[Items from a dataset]

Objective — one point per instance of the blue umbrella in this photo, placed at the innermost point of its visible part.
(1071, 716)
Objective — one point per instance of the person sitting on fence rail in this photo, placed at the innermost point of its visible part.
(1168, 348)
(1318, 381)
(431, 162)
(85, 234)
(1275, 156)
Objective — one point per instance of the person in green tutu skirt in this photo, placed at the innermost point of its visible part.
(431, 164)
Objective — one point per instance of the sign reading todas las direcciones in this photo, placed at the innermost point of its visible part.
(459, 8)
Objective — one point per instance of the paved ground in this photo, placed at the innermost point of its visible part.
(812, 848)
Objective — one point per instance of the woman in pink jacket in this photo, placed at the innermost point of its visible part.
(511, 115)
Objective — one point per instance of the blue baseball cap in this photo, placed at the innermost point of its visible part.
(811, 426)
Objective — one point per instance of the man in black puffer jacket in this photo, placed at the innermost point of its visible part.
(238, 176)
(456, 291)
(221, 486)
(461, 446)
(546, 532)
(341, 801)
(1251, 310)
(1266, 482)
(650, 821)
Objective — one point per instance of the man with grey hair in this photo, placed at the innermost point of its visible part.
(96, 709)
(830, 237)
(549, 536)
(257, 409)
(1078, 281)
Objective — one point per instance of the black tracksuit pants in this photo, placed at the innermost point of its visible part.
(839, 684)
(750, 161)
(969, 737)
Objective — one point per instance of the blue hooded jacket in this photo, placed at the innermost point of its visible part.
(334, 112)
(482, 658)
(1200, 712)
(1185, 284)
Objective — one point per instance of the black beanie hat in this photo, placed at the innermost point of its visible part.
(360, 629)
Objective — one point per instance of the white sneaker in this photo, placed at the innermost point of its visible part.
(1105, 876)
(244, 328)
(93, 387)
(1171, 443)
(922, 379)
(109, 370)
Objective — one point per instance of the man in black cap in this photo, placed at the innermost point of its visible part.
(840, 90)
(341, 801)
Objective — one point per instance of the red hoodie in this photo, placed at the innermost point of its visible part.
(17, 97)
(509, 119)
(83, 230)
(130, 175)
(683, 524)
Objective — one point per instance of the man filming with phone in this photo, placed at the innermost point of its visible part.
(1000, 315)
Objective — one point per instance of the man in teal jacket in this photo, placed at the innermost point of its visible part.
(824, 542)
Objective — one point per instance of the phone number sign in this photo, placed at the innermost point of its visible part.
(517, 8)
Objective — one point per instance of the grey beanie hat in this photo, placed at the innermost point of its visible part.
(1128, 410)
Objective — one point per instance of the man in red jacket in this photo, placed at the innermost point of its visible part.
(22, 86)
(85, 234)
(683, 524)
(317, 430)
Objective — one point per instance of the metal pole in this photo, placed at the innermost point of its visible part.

---

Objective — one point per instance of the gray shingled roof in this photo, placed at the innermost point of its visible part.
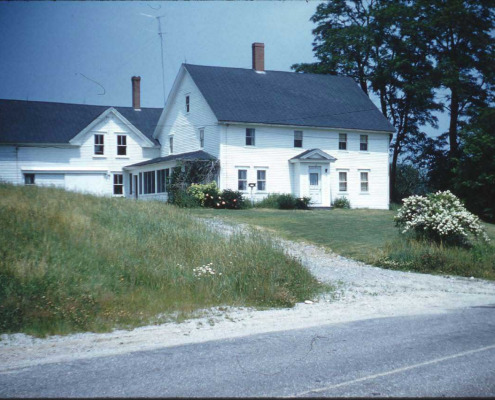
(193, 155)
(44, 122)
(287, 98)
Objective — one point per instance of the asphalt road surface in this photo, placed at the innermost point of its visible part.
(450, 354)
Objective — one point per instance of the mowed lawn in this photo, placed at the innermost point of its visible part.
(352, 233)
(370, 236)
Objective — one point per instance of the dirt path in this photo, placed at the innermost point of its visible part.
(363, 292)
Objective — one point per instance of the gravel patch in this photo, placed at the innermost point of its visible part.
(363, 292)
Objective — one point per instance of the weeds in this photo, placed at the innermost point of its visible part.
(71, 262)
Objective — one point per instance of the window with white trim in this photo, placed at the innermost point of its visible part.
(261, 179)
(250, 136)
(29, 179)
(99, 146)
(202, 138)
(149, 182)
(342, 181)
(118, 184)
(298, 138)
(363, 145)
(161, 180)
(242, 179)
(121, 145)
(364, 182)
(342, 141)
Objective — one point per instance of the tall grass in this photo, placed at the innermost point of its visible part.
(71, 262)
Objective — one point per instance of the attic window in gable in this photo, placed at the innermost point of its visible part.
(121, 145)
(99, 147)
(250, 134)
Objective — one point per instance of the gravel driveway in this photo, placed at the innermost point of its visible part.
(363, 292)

...

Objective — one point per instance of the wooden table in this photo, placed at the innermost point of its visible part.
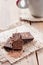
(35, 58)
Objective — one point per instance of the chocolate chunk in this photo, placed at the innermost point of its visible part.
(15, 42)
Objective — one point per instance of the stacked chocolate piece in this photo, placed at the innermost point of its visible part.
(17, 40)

— Problem to solve —
Once you find the line with "Objective — one point per instance of the man in red" above, print it and every line after it up to and including the line with "Objective — one point per instance of the metal", exactly as written and nothing else.

— Exercise answer —
Objective — one point per instance of the man in red jacket in this photo, placed at the innermost point of its visible part.
(22, 86)
(85, 234)
(683, 524)
(317, 430)
Objective — one point per instance of the metal pole in this photo, placed at the innermost point of its visible part.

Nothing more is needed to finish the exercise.